=== Instructions for the task ===
Reproduce the items below with "pixel marker" replaced by "coordinate marker" wherever it occurs, keeping every other character unchanged.

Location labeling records
☆ ☆ ☆ ☆
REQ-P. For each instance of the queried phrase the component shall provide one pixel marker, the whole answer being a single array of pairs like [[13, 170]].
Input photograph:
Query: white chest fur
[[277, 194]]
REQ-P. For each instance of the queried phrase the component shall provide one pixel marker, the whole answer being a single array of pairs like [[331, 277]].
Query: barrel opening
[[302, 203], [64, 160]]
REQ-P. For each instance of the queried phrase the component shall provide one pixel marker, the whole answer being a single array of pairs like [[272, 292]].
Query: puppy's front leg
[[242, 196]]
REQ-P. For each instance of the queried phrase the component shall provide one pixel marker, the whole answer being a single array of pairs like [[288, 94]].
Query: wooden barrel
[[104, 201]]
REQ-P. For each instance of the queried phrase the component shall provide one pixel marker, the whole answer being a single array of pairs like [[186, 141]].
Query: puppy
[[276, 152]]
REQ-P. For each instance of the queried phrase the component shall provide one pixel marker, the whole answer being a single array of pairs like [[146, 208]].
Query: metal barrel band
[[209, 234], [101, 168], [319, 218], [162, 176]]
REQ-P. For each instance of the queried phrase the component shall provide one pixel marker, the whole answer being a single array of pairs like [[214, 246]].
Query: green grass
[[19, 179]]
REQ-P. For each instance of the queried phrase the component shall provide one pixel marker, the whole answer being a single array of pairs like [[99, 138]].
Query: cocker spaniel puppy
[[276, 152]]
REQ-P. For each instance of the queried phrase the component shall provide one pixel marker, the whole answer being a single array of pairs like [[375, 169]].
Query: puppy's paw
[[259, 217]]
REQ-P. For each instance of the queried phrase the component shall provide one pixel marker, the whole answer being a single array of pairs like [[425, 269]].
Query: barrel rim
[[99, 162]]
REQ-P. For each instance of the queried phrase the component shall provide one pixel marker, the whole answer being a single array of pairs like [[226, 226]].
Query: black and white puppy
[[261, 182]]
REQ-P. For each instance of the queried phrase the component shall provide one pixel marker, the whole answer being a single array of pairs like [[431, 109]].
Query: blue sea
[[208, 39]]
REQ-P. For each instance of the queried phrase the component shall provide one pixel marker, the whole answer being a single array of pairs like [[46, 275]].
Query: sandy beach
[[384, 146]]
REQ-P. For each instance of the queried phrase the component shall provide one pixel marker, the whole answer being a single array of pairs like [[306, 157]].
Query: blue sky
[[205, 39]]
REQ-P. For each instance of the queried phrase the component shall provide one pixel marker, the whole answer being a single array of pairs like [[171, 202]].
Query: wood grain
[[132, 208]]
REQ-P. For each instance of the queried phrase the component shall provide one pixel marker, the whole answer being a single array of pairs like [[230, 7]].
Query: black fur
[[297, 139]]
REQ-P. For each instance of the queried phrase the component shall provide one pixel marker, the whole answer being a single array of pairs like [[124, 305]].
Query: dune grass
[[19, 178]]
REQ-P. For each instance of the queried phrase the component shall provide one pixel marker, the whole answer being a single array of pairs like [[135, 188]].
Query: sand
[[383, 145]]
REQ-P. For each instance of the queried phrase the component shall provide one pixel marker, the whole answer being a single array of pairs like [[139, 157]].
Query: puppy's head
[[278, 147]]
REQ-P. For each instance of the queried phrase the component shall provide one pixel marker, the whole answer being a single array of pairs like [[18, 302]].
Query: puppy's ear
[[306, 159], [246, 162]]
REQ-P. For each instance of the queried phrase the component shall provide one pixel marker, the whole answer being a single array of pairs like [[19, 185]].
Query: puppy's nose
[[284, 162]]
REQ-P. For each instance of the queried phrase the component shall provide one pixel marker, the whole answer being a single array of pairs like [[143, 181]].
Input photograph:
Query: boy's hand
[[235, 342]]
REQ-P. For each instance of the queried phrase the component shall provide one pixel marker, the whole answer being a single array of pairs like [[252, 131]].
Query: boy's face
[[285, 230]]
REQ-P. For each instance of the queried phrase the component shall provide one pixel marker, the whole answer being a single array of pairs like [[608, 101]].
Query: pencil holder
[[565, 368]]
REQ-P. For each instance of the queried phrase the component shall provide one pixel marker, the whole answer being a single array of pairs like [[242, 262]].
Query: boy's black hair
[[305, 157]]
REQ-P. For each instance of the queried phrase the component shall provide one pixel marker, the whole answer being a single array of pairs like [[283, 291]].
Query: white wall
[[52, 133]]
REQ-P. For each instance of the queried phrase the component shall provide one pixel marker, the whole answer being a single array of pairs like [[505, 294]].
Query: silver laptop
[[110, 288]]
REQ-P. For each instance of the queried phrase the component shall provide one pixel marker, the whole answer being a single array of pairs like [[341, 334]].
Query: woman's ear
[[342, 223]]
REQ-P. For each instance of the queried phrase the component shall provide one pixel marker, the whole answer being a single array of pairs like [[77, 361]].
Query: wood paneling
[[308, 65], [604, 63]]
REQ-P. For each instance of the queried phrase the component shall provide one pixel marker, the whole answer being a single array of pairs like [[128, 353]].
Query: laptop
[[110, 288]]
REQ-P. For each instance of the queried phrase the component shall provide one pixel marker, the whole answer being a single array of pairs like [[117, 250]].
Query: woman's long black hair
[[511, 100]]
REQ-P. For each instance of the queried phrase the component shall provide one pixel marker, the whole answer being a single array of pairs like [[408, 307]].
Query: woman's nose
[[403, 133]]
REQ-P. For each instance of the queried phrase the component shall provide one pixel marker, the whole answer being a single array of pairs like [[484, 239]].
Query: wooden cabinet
☆ ☆ ☆ ☆
=== Result ===
REQ-P. For each instance of the queried phrase the component shall provide one coordinate marker, the whole answer being a single array of pairs like [[13, 170]].
Input photograph:
Query: white chest fur
[[277, 194]]
REQ-P. For each instance of the queried phrase the component shall provide one coordinate marker, the whole answer being a single array of pairs like [[331, 277]].
Query: barrel opening
[[302, 203], [64, 160]]
REQ-P. For each instance of the queried phrase the component shall provide one coordinate marker, the whole answer being a single array of pairs like [[272, 292]].
Query: puppy's front leg
[[242, 196]]
REQ-P. For each instance of the queried phrase the component shall provide one coordinate marker, the whole answer being a single array of pairs like [[288, 94]].
Query: wooden barrel
[[104, 201]]
REQ-P. For each instance of the queried phrase the component shall provide one coordinate marker, the whole answer being a single array of pairs like [[186, 141]].
Query: puppy
[[276, 152]]
REQ-P. For each instance of the queried phrase the component shall provide one coordinate marker, the whole answer being a single array of pairs like [[146, 208]].
Query: metal barrel band
[[209, 234], [101, 168], [319, 218], [162, 176]]
REQ-P. For each instance of the queried phrase the component shall provide one coordinate marker, the whole answer being a single array of pairs like [[214, 246]].
Query: green grass
[[19, 179]]
REQ-P. For each instance of the queried phrase the component shall provide one coordinate marker, the whole answer being a single array of pairs like [[99, 138]].
Query: cocker spaniel puppy
[[276, 152]]
REQ-P. For each instance of the queried phrase the component shall provide one coordinate marker, the whole answer being a single array of pairs like [[375, 169]].
Query: puppy's paw
[[259, 217]]
REQ-P. For each instance of the queried phrase the component shall provide one coordinate marker, the whole answer being a single array of pairs like [[425, 269]].
Query: barrel rim
[[99, 162]]
REQ-P. For each instance of the queried phrase the component shall provide one coordinate marker, the whole answer being a single array of pairs like [[226, 226]].
Query: black and white puppy
[[261, 182]]
REQ-P. For each instance of the queried phrase the component shall provide one coordinate marker, the whole answer being a single array of pairs like [[431, 109]].
Query: blue sea
[[208, 39]]
REQ-P. For each instance of the queried phrase the component shall provide one coordinate marker, the whole answer being a single array of pairs like [[46, 275]].
Query: sandy beach
[[384, 146]]
REQ-P. For each instance of the queried phrase the component shall provide one coordinate marker, the whole answer being a single array of pairs like [[306, 157]].
Query: blue sky
[[205, 39]]
REQ-P. For each instance of the queried phrase the component shall provide one coordinate marker, the whole answer being a single array of pairs like [[171, 202]].
Query: wood grain
[[132, 208]]
REQ-P. For each instance of the queried phrase the component shall provide one coordinate marker, the whole answer being a single array of pairs like [[230, 7]].
Query: black fur
[[297, 139]]
REQ-P. For each instance of the queried phrase the component shall provide one coordinate marker, the whole answer being a single array of pairs like [[124, 305]].
Query: dune grass
[[19, 178]]
REQ-P. For each instance of the queried phrase the component shall provide one coordinate marker, the whole answer being a single array of pairs like [[135, 188]].
Query: sand
[[383, 145]]
REQ-P. For each instance of the queried phrase the component shall provide one coordinate marker, the whole answer being a single array of pairs like [[139, 157]].
Query: puppy's head
[[278, 147]]
REQ-P. For each instance of the queried phrase the component shall provide one coordinate marker, the whole answer being a single array of pairs like [[18, 302]].
Query: puppy's ear
[[306, 159], [246, 162]]
REQ-P. For each instance of the queried phrase the component shall provide one coordinate marker, the whole answer being a single array of pairs like [[19, 185]].
Query: puppy's nose
[[284, 162]]
REQ-P. For each instance of the queried phrase the component shall provide one coordinate marker, the whole answer being a single array of pairs like [[143, 181]].
Input photograph:
Query: boy's hand
[[235, 342]]
REQ-P. For each instance of the queried phrase the component shall provide one coordinate marker, the whole answer being a single array of pairs like [[252, 131]].
Query: boy's face
[[285, 230]]
REQ-P. For each instance of the queried phrase the component shall provide one coordinate marker, the whole answer being a single array of pairs like [[608, 101]].
Query: pencil holder
[[565, 368]]
REQ-P. For each instance of the queried phrase the component shall provide one coordinate marker, the whole answer being a single array of pairs like [[242, 262]].
Query: boy's black hair
[[305, 157]]
REQ-P. For each instance of the queried phrase the component shall provide one coordinate marker, the whole answer being a single array of pairs like [[283, 291]].
Query: white wall
[[52, 133]]
REQ-P. For each instance of the queried phrase the component shall provide one coordinate marker, the whole answer being a single array of pairs like [[505, 294]].
Query: silver laptop
[[110, 288]]
REQ-P. For each instance of the queried phrase the component shall provide one coordinate marker, the whole answer being a single array of pairs like [[341, 334]].
Query: woman's ear
[[342, 223]]
REQ-P. For each instance of the queried phrase the component shall provide one coordinate marker, the whole answer being a single array of pairs like [[77, 361]].
Query: wood paneling
[[308, 65], [604, 63]]
REQ-P. For each instance of the queried phrase the component shall provide one coordinate marker, the whole answer being a single array of pairs like [[128, 353]].
Query: laptop
[[110, 288]]
REQ-P. For each instance of the queried phrase the component shall provide one coordinate marker, the whole answer being a single array of pairs like [[117, 250]].
Query: woman's long black hair
[[511, 100]]
REQ-P. For each instance of the queried phrase the component shall provide one coordinate marker, the whole answer being a single array of pairs like [[408, 307]].
Query: woman's nose
[[403, 133]]
REQ-P. For each instance of the queried phrase the component shall provide one coordinate marker, the whole answer being a single array of pairs like [[484, 239]].
Query: wooden cabinet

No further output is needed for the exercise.